Over 3 years ago, I left my teaching job and began my journey to wholeness. I began awakening, spiritually.
Religion confused me as a child, and I grew to believe that my worth was based on trying to be perfect, like Jesus. I felt like there was an empty hole inside of me that I needed to fill with good deeds to be a good person, to be respected, and go to Heaven, rather than Hell. I always presented myself as a happy person, and I have always cared very much about others around me, so no one (including myself) knew how anxious and empty I felt inside.
I spent years teaching teens who had previously experienced severe trauma and I felt undervalued as a teacher. In addition, I learned the severity of my husband's past trauma when I was pregnant with my first child. Then I had 3 kids in 2 years. My second pregnancy ended being surprise twins! I had never wanted more than two children and, although they are each a blessing, I was completely overwhelmed for a long time. My vibration- my Light -became more and more depleted until I felt like I had nothing left to give. I believe that's the real reason I quit, although there are many reasons, and I didn't quite know it at the time.
The irony is that I really didn't quit. I was choosing to rekindle my Spirit and LIVE. I did a SoulCollage after leaving my job, and it was extremely telling. It was a manifestation of my Higher Self. I watched "Becoming Nobody" and was deeply moved by Ram Dass' concept of Loving Awareness." Hence, I decided to create this blog titled: Loving Awareness: A Mama's Midlife Journey in order to manifest the kind of Mother I wanted to be. I wanted to pass this on to my children. In the journey to be this for my children, I began to hold myself in Loving Awareness. I have found my WHOLENESS, BEAUTY, AND CONNECTION.
I began treating my body with love through healthier eating and walking. In the process, I lost 40 pounds. I began meditating, clearing my energy blocks, and healing my inner-child. I joined an intensive women's empowerment coaching program and began my own business as a coach. I became more creative and began singing again and learned to play the guitar. I now enjoy my family and am able to be present and patient with them and the process. I am living my best life because I've learned to view myself as enough and I have opened myself to receiving love.
I know I am not a rare case. I know that my story will resonate with many others out there, and that is why I'm spreading my LIGHT. I now coach women to understand that they do not have a hole inside that needs filling to be whole. They are already perfect, as they come from pure LOVE and LIGHT.
If any of this resonated with you, I want you to know that- not only will you feel whole when you come to this higher love- but you are able to co-create, to live to your life's purpose, and become your higher-self. This moment loves you. Try to Align with that. Create with the Standard of Enoughness in the now. You will feel relief in your body, embracing the knowledge that the Divine loves you simply because you exist.

Stored data entries

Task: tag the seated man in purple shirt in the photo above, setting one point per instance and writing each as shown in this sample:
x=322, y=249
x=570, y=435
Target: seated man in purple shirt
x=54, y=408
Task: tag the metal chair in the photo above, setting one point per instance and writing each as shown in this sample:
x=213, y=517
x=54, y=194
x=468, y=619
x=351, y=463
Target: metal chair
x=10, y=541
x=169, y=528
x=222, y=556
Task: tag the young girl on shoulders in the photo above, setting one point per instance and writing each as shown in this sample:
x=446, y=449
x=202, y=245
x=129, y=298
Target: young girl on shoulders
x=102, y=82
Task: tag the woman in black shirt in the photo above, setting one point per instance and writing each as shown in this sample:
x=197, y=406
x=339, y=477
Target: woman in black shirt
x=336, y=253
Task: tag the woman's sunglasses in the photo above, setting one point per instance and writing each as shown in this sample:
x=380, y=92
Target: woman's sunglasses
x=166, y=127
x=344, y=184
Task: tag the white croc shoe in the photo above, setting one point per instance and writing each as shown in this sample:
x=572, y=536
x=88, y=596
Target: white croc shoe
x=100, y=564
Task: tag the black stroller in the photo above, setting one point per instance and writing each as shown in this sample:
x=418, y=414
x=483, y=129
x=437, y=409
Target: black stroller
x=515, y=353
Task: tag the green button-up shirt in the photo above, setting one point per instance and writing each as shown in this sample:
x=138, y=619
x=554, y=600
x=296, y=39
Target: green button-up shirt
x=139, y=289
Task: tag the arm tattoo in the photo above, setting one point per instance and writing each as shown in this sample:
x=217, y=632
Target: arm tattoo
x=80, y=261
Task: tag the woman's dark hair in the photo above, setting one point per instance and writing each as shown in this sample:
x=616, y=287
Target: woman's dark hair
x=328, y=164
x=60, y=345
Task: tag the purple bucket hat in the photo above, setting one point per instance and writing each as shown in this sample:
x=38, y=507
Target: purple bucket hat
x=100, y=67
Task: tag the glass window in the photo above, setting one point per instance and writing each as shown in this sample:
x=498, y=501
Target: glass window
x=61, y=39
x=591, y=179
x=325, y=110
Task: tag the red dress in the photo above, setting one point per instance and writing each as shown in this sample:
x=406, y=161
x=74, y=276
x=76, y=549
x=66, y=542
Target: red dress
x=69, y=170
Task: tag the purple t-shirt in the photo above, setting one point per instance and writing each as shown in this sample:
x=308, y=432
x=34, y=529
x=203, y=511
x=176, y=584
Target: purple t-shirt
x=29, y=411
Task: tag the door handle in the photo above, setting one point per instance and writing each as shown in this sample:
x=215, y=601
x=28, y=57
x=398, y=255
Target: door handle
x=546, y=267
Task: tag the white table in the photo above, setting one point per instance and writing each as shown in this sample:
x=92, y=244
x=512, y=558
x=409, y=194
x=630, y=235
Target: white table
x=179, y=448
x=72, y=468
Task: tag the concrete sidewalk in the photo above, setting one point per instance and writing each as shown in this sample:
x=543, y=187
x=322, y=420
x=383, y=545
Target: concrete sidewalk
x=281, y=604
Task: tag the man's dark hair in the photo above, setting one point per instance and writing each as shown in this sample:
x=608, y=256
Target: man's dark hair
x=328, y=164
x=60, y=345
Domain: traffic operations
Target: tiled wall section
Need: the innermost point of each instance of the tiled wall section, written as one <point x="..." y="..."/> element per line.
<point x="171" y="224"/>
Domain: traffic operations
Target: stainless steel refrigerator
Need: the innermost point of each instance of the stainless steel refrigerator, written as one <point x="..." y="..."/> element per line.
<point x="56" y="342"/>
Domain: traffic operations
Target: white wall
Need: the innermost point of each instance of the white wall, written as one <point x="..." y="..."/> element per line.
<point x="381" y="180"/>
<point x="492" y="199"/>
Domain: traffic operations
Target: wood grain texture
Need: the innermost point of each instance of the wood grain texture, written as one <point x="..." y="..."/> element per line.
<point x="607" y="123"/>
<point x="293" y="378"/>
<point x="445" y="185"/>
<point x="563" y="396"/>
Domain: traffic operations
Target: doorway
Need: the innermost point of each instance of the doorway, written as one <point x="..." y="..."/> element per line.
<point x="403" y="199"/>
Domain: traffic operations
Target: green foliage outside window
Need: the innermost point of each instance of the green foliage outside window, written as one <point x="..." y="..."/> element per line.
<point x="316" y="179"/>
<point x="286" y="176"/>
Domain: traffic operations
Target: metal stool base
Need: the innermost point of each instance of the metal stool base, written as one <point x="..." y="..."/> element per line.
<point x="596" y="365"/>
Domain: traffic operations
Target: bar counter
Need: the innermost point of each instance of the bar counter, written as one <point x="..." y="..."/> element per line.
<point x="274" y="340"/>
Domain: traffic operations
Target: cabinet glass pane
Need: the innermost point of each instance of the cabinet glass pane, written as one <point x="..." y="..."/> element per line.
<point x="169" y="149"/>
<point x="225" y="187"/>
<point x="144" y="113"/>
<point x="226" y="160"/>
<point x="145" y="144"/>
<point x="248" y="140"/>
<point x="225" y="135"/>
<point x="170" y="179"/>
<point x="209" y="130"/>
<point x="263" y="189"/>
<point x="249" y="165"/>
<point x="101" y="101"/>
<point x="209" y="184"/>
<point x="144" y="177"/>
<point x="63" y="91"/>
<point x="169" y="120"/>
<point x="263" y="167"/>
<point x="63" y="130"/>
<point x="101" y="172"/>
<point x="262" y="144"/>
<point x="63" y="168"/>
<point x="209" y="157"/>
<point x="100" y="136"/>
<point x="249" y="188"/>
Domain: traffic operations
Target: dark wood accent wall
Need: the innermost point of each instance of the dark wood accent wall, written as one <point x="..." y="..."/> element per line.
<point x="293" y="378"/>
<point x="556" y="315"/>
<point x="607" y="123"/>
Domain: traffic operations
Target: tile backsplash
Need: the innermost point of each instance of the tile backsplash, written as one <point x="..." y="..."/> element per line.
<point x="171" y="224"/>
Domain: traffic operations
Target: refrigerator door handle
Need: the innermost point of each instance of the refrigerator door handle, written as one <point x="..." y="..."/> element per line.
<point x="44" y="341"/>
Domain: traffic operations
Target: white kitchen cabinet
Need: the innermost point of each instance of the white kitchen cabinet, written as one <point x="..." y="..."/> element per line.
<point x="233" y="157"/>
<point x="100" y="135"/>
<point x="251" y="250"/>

DIRECTIONS:
Extract from the essay on spiritual awakening the words beginning at "I began treating" and ending after "to receiving love.", copied word for word. These rows were taken from a separate source.

TASK RESPONSE:
I began treating my body with love through healthier eating and walking. In the process, I lost 40 pounds. I began meditating, clearing my energy blocks, and healing my inner-child. I joined an intensive women's empowerment coaching program and began my own business as a coach. I became more creative and began singing again and learned to play the guitar. I now enjoy my family and am able to be present and patient with them and the process. I am living my best life because I've learned to view myself as enough and I have opened myself to receiving love.